### 提供文
裏原宿から世界へ羽ばたいた創造者|デザイナー NIGO®(本名:長尾智明)

裏原宿から世界へ羽ばたいた創造者|デザイナー NIGO®(本名:長尾智明)

 

NIGO—裏原宿から世界へ羽ばたいた創造者

 

NIGO—裏原宿から世界へ羽ばたいた創造者

 

NIGO®(本名:長尾智明)は、日本のファッションとストリートカルチャーの歴史において、比類なき影響力を持つ創造者としてその名を刻んでいます。彼は、1990年代の裏原宿という狭いコミュニティからキャリアをスタートさせ、自ら設立したブランド「A BATHING APE®(ア ベイシング エイプ®)」を世界的現象へと押し上げました。その過程は、単なる成功物語ではなく、クリエイターとしての深い苦悩、経営者としての重圧、そして自己のアイデンティティを再定義する勇気ある決断の連続でした。

### データ内容
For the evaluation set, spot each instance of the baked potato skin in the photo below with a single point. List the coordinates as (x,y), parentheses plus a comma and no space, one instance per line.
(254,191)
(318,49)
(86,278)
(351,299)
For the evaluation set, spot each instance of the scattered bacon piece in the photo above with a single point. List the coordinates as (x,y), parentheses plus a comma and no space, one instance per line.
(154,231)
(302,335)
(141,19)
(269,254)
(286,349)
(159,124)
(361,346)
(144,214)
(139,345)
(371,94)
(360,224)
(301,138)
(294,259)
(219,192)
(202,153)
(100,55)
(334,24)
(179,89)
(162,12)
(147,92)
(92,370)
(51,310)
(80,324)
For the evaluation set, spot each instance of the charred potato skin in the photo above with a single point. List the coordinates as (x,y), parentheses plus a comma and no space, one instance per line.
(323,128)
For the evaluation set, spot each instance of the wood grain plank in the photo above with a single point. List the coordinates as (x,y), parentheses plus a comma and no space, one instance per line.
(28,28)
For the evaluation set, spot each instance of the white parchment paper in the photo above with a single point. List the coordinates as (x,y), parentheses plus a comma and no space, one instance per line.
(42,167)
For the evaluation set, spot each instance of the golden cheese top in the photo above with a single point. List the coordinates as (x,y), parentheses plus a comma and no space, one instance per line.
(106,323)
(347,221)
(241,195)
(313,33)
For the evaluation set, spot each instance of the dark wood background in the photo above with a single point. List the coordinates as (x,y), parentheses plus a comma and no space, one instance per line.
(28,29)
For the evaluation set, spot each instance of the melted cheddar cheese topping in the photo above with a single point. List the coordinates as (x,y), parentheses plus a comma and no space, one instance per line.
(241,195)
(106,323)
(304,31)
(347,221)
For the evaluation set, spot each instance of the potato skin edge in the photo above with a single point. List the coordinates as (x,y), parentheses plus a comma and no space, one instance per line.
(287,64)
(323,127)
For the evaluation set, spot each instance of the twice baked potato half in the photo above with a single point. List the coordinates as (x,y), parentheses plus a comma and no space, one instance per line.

### 作業内容
提供文では、NIGO®が自ら設立したブランドの名前は何とされているか。 データは提供文と関係がない。

### 正しい結果
A BATHING APE®(ア ベイシング エイプ®)